Your answer should be a single number: how many lines of the material below contain "instance".

——

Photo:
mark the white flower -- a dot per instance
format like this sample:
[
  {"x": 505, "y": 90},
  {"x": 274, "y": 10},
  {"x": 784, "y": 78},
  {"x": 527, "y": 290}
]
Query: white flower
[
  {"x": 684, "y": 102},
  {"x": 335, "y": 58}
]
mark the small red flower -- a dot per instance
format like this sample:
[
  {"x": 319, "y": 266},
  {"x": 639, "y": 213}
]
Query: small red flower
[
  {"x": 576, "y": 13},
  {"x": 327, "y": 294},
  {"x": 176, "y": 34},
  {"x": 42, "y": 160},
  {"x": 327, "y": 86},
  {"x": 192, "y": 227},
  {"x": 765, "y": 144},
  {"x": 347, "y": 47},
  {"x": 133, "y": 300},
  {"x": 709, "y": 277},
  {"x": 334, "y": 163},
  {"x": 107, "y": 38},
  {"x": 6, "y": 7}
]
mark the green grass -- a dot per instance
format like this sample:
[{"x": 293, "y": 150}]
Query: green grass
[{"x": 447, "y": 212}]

——

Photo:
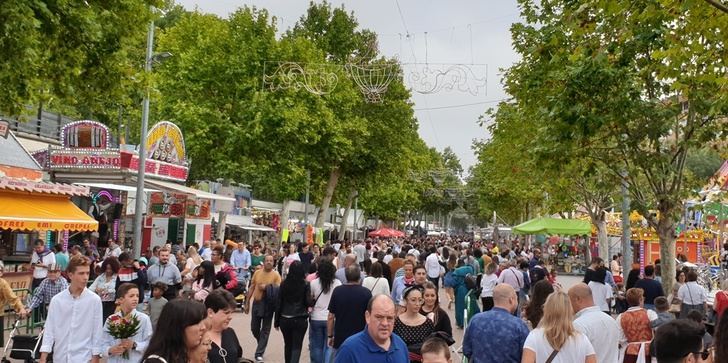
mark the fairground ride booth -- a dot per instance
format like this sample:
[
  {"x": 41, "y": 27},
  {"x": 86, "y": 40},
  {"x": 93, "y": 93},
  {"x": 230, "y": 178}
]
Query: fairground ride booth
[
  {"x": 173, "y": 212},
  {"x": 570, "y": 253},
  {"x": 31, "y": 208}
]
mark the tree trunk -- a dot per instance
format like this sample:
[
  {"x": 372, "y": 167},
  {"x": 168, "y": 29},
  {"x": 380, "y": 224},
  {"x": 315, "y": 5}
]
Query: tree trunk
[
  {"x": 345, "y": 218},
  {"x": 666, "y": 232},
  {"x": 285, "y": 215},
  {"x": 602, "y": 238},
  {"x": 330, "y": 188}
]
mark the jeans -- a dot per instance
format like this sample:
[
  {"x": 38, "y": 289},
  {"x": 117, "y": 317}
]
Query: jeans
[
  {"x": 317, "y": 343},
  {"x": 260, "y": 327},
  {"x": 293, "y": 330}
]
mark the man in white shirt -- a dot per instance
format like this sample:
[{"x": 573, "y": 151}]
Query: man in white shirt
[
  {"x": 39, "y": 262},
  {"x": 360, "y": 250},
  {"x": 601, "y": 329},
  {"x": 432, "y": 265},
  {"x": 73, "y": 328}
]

——

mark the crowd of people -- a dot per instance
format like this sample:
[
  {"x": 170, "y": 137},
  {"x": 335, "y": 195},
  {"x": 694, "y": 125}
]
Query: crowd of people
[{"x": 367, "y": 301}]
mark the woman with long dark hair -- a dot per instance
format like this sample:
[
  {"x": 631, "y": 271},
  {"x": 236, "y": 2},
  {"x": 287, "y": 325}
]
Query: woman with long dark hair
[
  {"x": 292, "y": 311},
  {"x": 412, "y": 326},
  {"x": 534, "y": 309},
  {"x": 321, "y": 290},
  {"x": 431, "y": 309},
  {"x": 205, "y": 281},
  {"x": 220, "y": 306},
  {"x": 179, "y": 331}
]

——

» Written response: 9